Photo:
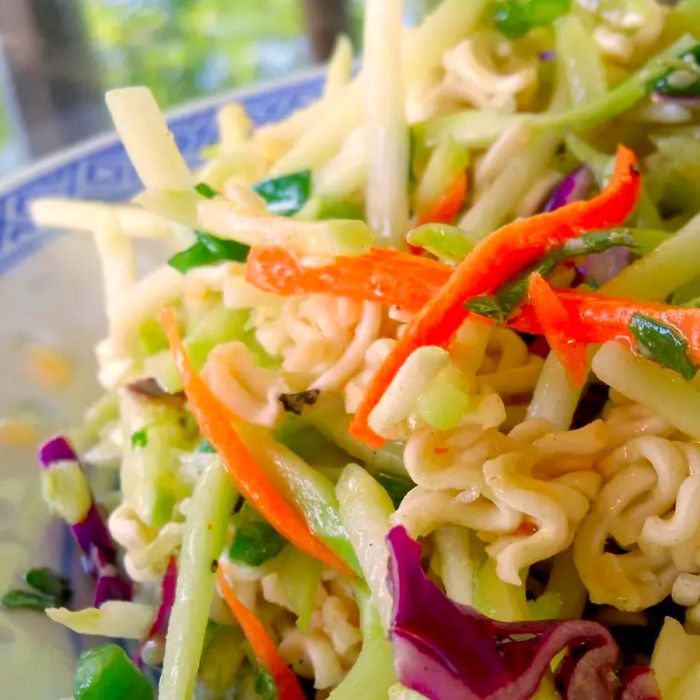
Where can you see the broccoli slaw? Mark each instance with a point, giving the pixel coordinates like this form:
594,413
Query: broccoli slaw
410,408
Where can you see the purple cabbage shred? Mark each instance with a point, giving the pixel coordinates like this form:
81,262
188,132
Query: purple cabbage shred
573,187
91,534
448,651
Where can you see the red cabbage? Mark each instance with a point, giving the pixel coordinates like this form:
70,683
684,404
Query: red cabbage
639,683
573,187
92,532
167,599
448,651
601,267
159,628
598,267
111,585
57,449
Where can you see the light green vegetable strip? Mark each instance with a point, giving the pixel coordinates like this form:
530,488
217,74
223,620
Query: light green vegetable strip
580,60
647,239
365,508
565,595
480,128
554,399
331,237
460,557
342,175
442,240
422,51
300,577
419,369
655,276
373,673
148,141
496,599
442,404
495,205
149,475
386,129
507,603
671,265
339,67
447,160
676,656
331,420
220,325
103,411
162,368
223,654
601,164
306,487
473,128
175,205
661,390
66,491
205,531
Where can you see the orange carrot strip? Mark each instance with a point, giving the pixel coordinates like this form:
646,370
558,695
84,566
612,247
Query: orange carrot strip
383,274
288,687
492,262
555,323
594,318
247,474
445,210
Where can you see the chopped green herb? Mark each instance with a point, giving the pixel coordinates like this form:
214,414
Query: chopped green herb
395,486
682,79
486,305
51,590
152,337
595,242
443,240
287,194
514,18
47,581
662,343
139,438
107,673
28,600
255,540
206,190
339,209
265,685
208,250
294,403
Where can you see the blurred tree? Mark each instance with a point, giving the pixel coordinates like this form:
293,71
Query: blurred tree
185,48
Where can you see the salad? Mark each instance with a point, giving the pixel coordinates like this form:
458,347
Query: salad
410,409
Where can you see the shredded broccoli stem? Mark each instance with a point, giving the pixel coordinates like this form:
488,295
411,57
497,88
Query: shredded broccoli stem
205,531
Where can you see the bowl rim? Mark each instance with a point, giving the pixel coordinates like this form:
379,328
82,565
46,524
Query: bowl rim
109,137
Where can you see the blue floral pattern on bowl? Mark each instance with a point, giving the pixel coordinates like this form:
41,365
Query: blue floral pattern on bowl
101,170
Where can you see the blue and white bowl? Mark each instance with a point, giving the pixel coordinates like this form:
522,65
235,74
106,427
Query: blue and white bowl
50,294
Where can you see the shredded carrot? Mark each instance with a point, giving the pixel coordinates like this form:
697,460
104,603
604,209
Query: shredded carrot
445,210
249,477
288,687
492,262
555,322
594,318
383,274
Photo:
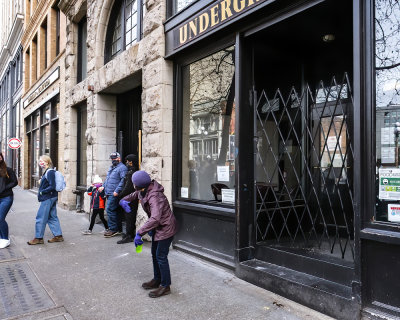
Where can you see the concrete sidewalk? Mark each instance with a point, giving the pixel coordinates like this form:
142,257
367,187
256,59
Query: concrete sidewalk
91,277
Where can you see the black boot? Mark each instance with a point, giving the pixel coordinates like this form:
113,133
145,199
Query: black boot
125,239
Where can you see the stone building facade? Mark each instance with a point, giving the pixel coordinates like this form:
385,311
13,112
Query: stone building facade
118,90
43,43
11,28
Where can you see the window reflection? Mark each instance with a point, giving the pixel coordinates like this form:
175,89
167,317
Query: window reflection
387,99
208,168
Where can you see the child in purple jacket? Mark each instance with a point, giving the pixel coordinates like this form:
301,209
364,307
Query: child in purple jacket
161,226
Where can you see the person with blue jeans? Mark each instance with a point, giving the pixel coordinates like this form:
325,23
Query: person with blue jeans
47,213
112,186
161,226
8,180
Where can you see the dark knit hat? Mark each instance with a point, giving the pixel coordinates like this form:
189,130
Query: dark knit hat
114,155
131,157
141,179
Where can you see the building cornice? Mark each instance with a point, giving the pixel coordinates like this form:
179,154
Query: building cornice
66,5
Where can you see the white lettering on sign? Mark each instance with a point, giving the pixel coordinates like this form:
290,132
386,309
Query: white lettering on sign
14,143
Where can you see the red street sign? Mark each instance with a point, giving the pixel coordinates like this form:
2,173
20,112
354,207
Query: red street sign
14,143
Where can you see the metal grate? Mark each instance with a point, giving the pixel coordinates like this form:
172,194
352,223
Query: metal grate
303,172
20,291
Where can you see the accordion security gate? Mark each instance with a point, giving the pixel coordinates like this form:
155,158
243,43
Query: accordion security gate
303,169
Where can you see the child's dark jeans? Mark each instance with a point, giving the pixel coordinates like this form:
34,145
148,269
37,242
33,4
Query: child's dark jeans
159,252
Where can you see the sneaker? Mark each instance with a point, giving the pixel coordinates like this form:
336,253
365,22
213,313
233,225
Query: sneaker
161,291
56,239
4,243
35,241
110,234
125,239
152,284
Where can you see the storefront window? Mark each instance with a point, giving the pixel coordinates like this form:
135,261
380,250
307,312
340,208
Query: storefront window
82,146
42,137
387,99
208,129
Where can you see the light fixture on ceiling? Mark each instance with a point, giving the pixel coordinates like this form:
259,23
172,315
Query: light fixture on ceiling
328,37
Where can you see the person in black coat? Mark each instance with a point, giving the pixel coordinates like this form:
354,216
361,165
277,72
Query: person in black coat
132,164
8,180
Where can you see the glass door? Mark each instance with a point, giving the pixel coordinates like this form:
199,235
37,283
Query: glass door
303,110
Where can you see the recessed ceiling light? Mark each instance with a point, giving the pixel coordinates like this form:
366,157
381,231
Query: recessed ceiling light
328,37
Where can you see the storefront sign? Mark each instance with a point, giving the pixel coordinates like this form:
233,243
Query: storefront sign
223,173
228,195
389,184
394,212
213,16
14,143
42,87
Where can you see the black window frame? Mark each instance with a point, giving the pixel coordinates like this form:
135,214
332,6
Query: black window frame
80,110
370,228
180,63
31,127
120,7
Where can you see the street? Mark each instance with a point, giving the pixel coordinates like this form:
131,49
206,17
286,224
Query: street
91,277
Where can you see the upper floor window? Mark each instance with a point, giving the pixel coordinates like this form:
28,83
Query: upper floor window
181,4
82,50
125,27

■ ■ ■ ■ ■ ■ ■

__Aim__. Return to the listing above and set it down exactly, leaving out its pictures.

__Written response__.
Photo:
Where can you see the broccoli slaw? Mark each instance with a point, giving the pixel coordinates like this form:
594,413
Query: broccoli slaw
410,408
Where can you see the purple cabbage shred? Mark each instance with a point, giving the pixel coordinates like this form:
81,262
188,132
Query: purple cabbage shred
573,187
91,534
448,651
Where can you see the red cabbage? Mark each instance with a point, giving the pixel coordinates like this form:
70,683
684,404
Query: red cabbage
639,683
573,187
92,532
167,599
448,651
601,267
159,628
598,267
111,585
57,449
Where can you see the light green vegetable strip? Mark each instance with a point, giving the pixel coordinates like this form:
530,488
217,74
223,620
Query: light green vegetable strip
580,60
647,239
365,508
565,595
480,128
554,399
331,237
460,557
342,175
442,240
422,51
300,577
419,369
655,276
373,673
148,141
496,599
442,404
495,205
149,475
386,129
507,603
671,265
339,67
447,160
676,656
331,420
220,325
103,411
162,368
223,654
601,164
306,487
473,128
175,205
661,390
66,491
205,531
Where can you see the orange carrot strip? Mark each instance with a point, giving the pixel coordinates like this form:
646,370
558,695
84,566
612,247
Query: orange carrot strip
383,274
288,687
492,262
555,323
594,318
247,474
445,210
Where can you see the chopped green herb? Mark each instance with a point, giving the pixel coordinates like this form:
214,414
Query: chopped green herb
395,486
682,79
486,305
51,590
152,337
595,242
443,240
287,194
514,18
47,581
662,343
139,438
107,673
28,600
255,540
206,190
339,209
265,685
208,250
294,403
Where can you see the blurred tree? Mark each instance with a point, giving the pixel coordinates like this form:
293,71
Query: blurred tree
185,48
Where can you see the salad? Mark each instance with a point, giving the pixel coordinates like this form:
458,347
Query: salad
410,409
Where can you see the shredded broccoli stem? Mark each instance with a point, giving the pixel coordinates like this form:
488,295
411,57
497,88
Query: shredded broccoli stem
205,531
Where can you see the bowl rim? Mark each instance with a point, giving the pixel coordinates like this form:
379,328
82,565
46,524
Query: bowl rim
109,137
Where can you see the blue floral pattern on bowl? Mark each instance with a point, giving the pixel coordinates like this form:
41,365
Query: blue floral pattern on bowl
101,170
Where can you see the blue and white bowl? Mark each instance with a point, giving the pixel coordinates like this form:
522,65
235,74
106,427
Query: blue and white bowl
50,294
Where can you see the shredded carrot? Mark each instance with a point, giving the pixel coordinates like this form:
697,460
104,603
604,209
Query: shredded carrot
445,210
249,477
288,687
492,262
555,322
594,318
383,274
Photo:
Where can you see the concrete sidewalk? Mark each instance with a point, giving the pixel coordinates like this form:
142,257
367,187
256,59
Query: concrete sidewalk
91,277
Where can you see the black boot? Mark each instance with a point, giving the pixel coordinates like this form:
113,133
145,199
Query: black boot
125,239
Where can you see the stone building facade? Mark each instance with a point, giving the pixel coordinates like this form:
385,311
13,112
Query: stone building facade
118,90
43,43
11,28
Where can you see the window reflection? Mark each instance with a point, giving the pixel coordinates like this form:
175,89
167,317
Query: window reflection
387,99
208,168
Where can you see the child in purple jacket? Mark each instance with a point, giving the pixel coordinates like this form:
301,209
364,307
Query: child in purple jacket
161,226
Where can you see the person with blue jeans? Mark each instance with a point, giving the pixel coordinates like this form:
325,23
Query: person with blue jeans
47,213
112,186
161,226
8,180
Where can you see the dark knit hat? Mark each instance with a point, giving the pixel coordinates like this form:
189,130
Query: dark knit hat
114,155
131,157
141,179
Where can you see the building cornice? Mark each instance with a point, giving the pixel coordinates like this form:
179,154
Query: building cornice
66,5
Where can you see the white lettering on sign? Mark each instance with a point, giving the pixel coordinates like this form:
290,132
386,309
Query: white lettering on sign
14,143
Where can you see the red street sign? Mark each instance with a point, giving the pixel coordinates like this form:
2,173
20,112
354,207
Query: red street sign
14,143
Where can you see the metal grate? Mark each instance with a point, giving the pixel coordinates like this form:
172,194
352,223
Query: metal grate
303,172
20,291
Where can you see the accordion security gate? Mark each instance with a point, giving the pixel coordinates like this form:
155,158
243,43
Query: accordion security gate
303,169
Where can you see the child's dark jeans? Mark each instance with a point, giving the pixel coordinates like this form:
34,145
148,269
37,242
33,4
Query: child's dark jeans
159,252
Where can you see the sneaker? Mark each instance with a point, giving the pixel coordinates like this form:
336,253
365,22
213,313
233,225
Query: sneaker
161,291
56,239
4,243
35,241
110,234
125,239
152,284
Where can you see the storefront window? Mark each instance with a point, giving the pixel coordinates like this form:
135,261
380,250
307,312
340,208
Query: storefront window
82,146
42,137
387,99
208,129
Where can you see the light fixture on ceiling? Mark each instance with a point, giving the pixel coordinates like this form:
259,23
172,315
Query: light fixture on ceiling
328,37
Where can you see the person in black coat? Mark each instance with a point, giving the pixel coordinates like this form:
354,216
361,165
277,72
Query: person in black coat
132,164
8,180
Where can you see the glass door? Mark each instance with a point, giving the pixel coordinates like this form:
199,235
37,283
Query: glass door
303,110
Where can you see the recessed ceiling light? Mark each instance with a point, giving the pixel coordinates like this form:
366,157
381,231
Query: recessed ceiling light
328,37
Where can you see the storefront sign? Mark each instance with a point, giving the pixel coordinates like this form:
233,243
Query: storefront sign
223,173
228,195
389,184
394,212
213,16
14,143
42,87
Where can you see the black window frame? Mark each instance with a point, giving the pixel coordinates like this form:
135,214
332,6
Query: black window frame
80,110
370,228
180,63
31,127
120,7
Where can you see the street? Mark each instance with a point, giving the pixel coordinates like this form:
131,49
206,17
286,224
Query: street
91,277
Where can you see the upper floor window? Mark each instance with a point, giving the pixel coordinates like this form:
28,83
Query: upper floor window
181,4
82,50
125,27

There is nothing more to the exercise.